## Work required
Give back exactly the lines running from the line with "Note: the class marks the cobblestone" to the end of the entries, and only those lines.

## Information shown
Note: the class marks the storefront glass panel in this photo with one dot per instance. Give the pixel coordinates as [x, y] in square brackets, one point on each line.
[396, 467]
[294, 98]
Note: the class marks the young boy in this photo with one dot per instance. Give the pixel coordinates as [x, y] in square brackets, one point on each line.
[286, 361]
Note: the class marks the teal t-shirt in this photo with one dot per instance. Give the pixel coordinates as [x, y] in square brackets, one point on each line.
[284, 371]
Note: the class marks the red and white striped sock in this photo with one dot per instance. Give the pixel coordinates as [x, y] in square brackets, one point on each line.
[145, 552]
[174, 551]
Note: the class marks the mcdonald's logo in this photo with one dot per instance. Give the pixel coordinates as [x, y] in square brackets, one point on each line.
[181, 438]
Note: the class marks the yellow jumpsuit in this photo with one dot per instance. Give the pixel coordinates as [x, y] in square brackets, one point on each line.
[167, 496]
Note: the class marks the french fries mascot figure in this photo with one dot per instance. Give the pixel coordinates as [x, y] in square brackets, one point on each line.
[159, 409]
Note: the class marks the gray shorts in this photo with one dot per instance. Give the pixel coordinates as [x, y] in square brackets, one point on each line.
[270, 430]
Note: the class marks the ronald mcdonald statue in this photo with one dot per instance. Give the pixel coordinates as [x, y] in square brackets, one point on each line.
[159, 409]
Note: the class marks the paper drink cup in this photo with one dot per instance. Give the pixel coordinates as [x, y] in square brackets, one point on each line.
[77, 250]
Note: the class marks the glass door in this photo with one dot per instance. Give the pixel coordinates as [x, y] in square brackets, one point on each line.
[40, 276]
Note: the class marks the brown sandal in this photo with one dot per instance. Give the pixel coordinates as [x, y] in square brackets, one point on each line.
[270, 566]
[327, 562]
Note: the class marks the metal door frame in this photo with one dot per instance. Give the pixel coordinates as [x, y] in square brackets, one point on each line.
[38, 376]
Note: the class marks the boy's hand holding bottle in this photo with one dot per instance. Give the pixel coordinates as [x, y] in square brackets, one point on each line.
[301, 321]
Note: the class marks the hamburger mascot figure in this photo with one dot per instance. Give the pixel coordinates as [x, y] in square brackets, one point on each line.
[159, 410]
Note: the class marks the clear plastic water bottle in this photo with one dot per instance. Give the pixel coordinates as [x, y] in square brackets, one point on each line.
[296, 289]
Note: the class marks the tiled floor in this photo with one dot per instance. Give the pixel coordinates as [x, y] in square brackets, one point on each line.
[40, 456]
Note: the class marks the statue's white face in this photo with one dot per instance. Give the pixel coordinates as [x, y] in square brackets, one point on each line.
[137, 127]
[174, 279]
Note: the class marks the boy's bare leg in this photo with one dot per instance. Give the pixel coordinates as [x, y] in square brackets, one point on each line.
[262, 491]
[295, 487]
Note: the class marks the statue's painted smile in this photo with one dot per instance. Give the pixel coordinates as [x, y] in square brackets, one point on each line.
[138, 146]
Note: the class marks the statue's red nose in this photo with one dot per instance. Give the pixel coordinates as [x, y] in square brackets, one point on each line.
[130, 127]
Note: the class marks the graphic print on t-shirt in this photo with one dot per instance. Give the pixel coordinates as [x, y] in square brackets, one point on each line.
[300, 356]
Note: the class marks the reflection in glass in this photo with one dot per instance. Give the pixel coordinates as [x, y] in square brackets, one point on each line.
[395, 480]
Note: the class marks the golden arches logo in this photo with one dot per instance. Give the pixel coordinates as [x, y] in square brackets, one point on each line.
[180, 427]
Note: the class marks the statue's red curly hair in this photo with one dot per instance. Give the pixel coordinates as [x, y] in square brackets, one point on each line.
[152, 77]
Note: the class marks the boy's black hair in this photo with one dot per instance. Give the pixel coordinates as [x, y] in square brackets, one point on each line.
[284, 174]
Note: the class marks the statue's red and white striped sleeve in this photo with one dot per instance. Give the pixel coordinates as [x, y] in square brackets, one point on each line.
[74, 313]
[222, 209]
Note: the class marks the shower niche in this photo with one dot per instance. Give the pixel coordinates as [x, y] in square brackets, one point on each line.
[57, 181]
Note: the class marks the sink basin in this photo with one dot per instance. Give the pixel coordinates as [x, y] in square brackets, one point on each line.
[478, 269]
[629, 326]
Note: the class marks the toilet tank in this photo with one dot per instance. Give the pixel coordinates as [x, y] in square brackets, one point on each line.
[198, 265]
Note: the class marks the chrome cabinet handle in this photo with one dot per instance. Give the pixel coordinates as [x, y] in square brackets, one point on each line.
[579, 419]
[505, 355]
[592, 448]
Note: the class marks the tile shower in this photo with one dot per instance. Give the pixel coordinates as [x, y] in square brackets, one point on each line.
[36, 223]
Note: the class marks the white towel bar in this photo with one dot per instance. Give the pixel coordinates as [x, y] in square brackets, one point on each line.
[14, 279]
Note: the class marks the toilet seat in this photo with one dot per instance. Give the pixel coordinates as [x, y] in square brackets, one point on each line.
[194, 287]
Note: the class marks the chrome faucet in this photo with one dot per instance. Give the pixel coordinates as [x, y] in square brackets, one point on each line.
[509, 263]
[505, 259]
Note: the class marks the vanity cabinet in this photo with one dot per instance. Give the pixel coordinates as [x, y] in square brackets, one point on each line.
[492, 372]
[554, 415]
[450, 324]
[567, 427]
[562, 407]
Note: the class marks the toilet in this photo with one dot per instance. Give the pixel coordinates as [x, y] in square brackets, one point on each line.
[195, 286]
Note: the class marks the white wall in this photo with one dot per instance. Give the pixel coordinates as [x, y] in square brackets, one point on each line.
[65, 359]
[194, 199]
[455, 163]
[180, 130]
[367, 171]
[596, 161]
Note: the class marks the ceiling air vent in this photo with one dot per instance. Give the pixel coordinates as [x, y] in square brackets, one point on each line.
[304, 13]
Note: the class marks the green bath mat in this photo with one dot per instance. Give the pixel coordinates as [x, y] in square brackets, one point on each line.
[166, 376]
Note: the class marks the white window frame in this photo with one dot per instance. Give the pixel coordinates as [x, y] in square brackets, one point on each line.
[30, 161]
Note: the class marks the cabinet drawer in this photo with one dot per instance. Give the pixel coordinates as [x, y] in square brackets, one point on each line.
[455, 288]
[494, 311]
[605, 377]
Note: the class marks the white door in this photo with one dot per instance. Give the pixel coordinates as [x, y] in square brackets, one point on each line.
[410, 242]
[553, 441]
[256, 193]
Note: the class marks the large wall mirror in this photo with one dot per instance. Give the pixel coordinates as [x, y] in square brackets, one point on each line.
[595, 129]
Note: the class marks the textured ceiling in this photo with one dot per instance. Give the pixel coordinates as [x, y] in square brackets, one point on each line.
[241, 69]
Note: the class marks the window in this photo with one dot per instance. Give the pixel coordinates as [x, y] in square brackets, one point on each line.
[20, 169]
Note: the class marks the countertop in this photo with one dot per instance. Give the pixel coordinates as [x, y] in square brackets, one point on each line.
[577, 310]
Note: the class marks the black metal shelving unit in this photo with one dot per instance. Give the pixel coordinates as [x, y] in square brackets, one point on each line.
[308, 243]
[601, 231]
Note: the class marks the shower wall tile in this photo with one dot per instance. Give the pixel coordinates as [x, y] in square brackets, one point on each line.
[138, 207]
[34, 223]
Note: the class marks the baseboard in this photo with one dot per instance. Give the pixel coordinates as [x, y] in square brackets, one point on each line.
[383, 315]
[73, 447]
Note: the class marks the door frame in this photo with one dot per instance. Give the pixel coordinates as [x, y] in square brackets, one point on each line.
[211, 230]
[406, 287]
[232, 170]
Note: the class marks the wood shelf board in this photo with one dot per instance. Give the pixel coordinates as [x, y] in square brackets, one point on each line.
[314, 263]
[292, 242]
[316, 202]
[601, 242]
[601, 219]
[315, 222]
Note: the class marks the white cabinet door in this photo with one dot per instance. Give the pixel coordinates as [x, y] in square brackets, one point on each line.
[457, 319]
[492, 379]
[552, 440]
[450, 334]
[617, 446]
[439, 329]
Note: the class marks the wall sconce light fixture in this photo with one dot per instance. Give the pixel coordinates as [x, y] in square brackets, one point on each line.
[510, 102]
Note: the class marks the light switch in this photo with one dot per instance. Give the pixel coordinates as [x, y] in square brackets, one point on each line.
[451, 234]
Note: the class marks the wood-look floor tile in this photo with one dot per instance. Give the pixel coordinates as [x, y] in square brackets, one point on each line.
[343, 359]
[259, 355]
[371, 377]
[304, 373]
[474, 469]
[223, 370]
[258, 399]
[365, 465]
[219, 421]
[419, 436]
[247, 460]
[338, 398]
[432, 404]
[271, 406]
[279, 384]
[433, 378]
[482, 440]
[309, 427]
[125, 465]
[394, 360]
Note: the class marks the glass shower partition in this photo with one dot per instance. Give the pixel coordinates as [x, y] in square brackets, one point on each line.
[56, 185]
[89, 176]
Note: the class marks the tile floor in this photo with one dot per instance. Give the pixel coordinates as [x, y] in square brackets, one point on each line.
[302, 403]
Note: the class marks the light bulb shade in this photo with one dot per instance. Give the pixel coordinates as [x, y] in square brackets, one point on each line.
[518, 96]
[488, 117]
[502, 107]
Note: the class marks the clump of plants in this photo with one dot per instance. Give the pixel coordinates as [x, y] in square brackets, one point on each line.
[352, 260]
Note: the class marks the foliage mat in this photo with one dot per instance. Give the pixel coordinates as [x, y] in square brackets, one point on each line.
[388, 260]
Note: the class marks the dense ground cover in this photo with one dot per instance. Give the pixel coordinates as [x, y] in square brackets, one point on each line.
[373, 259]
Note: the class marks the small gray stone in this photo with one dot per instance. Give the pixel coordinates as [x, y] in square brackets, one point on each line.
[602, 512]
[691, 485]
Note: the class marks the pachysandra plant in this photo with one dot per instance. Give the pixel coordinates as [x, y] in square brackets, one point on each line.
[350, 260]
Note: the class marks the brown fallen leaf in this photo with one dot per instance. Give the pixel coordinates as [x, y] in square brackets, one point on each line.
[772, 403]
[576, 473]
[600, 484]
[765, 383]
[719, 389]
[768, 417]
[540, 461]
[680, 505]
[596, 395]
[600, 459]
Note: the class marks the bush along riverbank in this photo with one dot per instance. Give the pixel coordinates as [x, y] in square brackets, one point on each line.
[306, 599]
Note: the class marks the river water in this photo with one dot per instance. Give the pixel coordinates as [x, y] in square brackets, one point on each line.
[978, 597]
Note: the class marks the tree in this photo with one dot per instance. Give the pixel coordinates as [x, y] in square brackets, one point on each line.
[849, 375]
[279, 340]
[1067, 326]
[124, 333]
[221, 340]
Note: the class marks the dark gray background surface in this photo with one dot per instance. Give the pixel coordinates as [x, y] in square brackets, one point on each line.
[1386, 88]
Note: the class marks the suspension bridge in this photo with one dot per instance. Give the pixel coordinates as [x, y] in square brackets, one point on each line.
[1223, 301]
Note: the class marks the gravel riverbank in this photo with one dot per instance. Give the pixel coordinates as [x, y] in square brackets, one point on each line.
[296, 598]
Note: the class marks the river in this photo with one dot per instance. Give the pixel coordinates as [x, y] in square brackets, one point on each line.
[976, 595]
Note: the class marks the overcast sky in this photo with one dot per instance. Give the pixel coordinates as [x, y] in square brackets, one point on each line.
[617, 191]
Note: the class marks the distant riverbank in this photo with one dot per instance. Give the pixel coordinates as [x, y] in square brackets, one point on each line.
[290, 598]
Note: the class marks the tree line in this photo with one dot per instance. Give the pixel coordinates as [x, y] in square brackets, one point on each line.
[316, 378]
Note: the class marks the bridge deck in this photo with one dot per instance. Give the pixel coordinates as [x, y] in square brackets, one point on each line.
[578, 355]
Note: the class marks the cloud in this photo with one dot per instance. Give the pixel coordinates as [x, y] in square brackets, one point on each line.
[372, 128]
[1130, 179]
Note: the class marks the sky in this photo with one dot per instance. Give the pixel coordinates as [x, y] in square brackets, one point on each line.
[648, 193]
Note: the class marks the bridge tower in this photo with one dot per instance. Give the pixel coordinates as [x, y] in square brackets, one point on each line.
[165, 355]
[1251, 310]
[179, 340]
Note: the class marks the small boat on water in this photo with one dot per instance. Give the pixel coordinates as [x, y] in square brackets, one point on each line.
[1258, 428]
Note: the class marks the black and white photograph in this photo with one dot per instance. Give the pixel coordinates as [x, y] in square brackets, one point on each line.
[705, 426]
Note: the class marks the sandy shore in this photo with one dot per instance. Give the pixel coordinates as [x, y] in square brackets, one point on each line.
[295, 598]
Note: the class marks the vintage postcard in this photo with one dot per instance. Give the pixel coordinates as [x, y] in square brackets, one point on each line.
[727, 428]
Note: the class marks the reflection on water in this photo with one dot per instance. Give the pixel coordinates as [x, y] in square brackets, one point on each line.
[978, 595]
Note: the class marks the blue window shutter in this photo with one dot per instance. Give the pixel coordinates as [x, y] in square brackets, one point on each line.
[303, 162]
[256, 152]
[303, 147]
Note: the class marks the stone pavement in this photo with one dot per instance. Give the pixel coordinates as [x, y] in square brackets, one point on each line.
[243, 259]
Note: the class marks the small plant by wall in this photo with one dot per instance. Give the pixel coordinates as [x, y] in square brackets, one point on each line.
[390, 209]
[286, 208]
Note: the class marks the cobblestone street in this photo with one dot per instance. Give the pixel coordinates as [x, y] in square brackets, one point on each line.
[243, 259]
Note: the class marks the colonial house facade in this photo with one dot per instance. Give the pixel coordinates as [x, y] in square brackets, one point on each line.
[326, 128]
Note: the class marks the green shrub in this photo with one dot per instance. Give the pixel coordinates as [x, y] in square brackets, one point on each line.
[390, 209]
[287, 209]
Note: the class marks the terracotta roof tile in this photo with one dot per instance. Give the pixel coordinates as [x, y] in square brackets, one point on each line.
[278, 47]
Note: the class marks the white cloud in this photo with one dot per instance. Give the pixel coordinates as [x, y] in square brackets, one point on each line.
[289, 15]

## Result below
Note: the class marks the cobblestone street in this photo with one dot per instance. Give the pixel coordinates as [x, y] in square brackets, one point on each line.
[243, 259]
Note: the class marks the colonial house facade in this photo with one dot per instance. Give the pixel coordinates as [x, y] in square brackets, one point on each line.
[326, 128]
Note: the class marks the green shrub in this photo with one dot per instance. Give the pixel coordinates as [x, y] in square brackets, one point on each line.
[390, 209]
[287, 209]
Note: the class marks the terracotta roof tile in this photo with one dot per instance. Give the pixel coordinates as [x, y] in square brackets, one point on each line.
[278, 47]
Note: the class marks the white cloud in this photo with one dot per instance. Give the pixel coordinates as [x, y] in square brackets, one point on each line.
[289, 15]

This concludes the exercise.